Reproduce the following data exactly, minus any images.
——————————
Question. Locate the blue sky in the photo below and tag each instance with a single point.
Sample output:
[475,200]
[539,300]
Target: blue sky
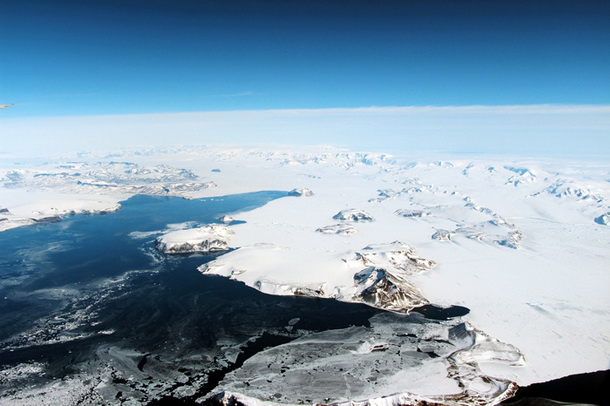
[84,70]
[124,56]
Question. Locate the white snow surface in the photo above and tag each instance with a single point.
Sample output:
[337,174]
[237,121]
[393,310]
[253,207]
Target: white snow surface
[523,242]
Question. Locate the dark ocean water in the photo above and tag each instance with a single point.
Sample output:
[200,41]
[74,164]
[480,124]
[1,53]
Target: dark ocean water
[71,288]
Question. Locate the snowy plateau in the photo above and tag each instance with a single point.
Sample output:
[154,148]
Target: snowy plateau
[523,243]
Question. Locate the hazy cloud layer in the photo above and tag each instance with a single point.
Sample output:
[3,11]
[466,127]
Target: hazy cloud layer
[524,130]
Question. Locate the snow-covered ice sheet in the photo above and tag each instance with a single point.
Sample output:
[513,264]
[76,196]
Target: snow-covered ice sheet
[523,243]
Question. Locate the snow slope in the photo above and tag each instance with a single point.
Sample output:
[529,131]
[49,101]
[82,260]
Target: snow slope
[523,243]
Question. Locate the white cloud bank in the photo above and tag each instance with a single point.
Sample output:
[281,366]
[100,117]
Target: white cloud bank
[521,129]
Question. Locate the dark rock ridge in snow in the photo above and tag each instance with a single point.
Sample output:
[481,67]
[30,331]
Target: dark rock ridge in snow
[442,235]
[340,229]
[384,283]
[226,219]
[412,213]
[211,238]
[353,215]
[300,192]
[604,219]
[345,366]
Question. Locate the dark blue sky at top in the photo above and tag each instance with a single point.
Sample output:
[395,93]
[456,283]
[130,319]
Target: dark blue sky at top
[126,56]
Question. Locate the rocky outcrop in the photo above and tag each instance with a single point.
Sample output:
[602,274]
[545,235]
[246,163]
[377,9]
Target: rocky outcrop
[340,229]
[604,219]
[412,213]
[353,215]
[300,192]
[207,239]
[384,283]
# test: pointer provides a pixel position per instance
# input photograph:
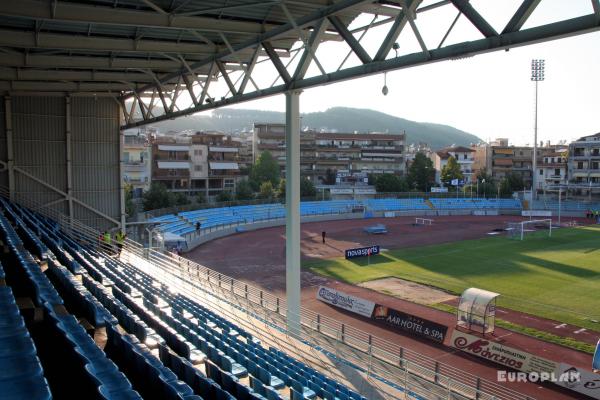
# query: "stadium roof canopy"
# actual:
(166, 58)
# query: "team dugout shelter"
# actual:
(477, 310)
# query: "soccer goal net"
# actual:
(536, 227)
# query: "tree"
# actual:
(421, 174)
(130, 208)
(224, 196)
(266, 169)
(307, 188)
(281, 190)
(330, 176)
(157, 197)
(244, 191)
(266, 190)
(451, 171)
(390, 183)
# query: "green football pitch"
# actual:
(555, 277)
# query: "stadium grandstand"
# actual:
(185, 224)
(78, 319)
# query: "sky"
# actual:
(489, 95)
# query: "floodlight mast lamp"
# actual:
(537, 75)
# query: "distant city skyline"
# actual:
(489, 95)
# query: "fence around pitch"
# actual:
(449, 378)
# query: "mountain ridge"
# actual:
(340, 119)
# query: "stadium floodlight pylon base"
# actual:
(523, 229)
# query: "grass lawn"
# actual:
(556, 278)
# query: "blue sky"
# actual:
(489, 95)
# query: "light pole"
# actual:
(537, 75)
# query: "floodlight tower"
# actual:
(537, 75)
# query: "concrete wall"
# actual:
(65, 155)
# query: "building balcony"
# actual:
——————————
Written solution
Question. Locate the blue sky in the photo below and tag each instance with a single point.
Sample output:
[475,200]
[539,300]
Target: blue sky
[84,70]
[124,56]
Question. Locate the white snow surface in the photo above and tag each instance with a single point.
Sample output:
[337,174]
[237,121]
[393,310]
[253,207]
Target: white snow surface
[523,242]
Question. Locate the dark ocean water in the photo above and tag each instance with a single point.
Sample output:
[200,41]
[74,164]
[480,124]
[1,53]
Target: dark ocean water
[71,288]
Question. Locate the snowy plateau in the photo above and tag each instance with a single point.
Sample output:
[154,148]
Target: snowy plateau
[523,243]
Question. Locate the hazy cloud layer in the photo above and tag each instance with a single point.
Sample output:
[3,11]
[466,127]
Target: hazy cloud layer
[524,130]
Question. Locate the snow-covered ice sheet in the photo above and tag each instance with a single point.
Sample output:
[513,264]
[76,196]
Target: snow-covered ice sheet
[523,243]
Question. Locate the snow slope in the photo above and tag each instance with a single point.
Sample output:
[529,131]
[49,101]
[82,260]
Target: snow slope
[523,243]
Question. Locate the white cloud bank in the photo above and tag each instance with a single point.
Sample output:
[281,366]
[100,117]
Target: white cloud bank
[521,129]
Question. Locate the dark rock ridge in snow in the photo above and tag each instance with a single point.
Sample output:
[481,67]
[30,331]
Target: dark rock ridge in snow
[442,235]
[340,229]
[384,283]
[226,219]
[412,213]
[211,238]
[353,215]
[300,192]
[604,219]
[345,366]
Question. Locate the dark blue sky at top in the photo above and tag each instance with a single point.
Sample output:
[395,93]
[456,283]
[130,319]
Target: dark blue sky at top
[126,56]
Question. Locate the rocky outcrop in the photo above and tag each instance with a single point.
Sample output:
[602,274]
[545,235]
[246,163]
[377,9]
Target: rocky outcrop
[340,229]
[604,219]
[412,213]
[353,215]
[300,192]
[207,239]
[384,283]
# test: pointer provides a pixel position per instance
# input photograph:
# query: "stadium roof canopy"
# actual:
(166, 58)
# query: "team dugout shelter"
# actual:
(477, 310)
# query: "soccer goal net"
# actual:
(536, 227)
# query: "tree"
# actual:
(421, 174)
(130, 208)
(224, 196)
(266, 169)
(307, 188)
(281, 190)
(330, 176)
(157, 197)
(244, 191)
(266, 190)
(451, 171)
(390, 183)
# query: "green football pitch"
# actual:
(555, 277)
# query: "stadium grandstand"
# actual:
(185, 224)
(78, 319)
# query: "sky"
# actual:
(489, 95)
# query: "floodlight mast lamp"
# actual:
(537, 75)
# query: "distant city skyline"
# actual:
(489, 95)
# query: "fence around pitch"
# actual:
(449, 378)
# query: "mountain ridge"
# actual:
(340, 119)
# query: "stadium floodlight pylon base"
# actual:
(523, 229)
# query: "grass lawn"
# actual:
(556, 278)
# query: "blue sky"
# actual:
(489, 95)
# query: "light pole"
# actual:
(537, 75)
# query: "floodlight tower"
# actual:
(537, 75)
# query: "concrete wall"
# actual:
(65, 155)
# query: "building balcony"
# actual:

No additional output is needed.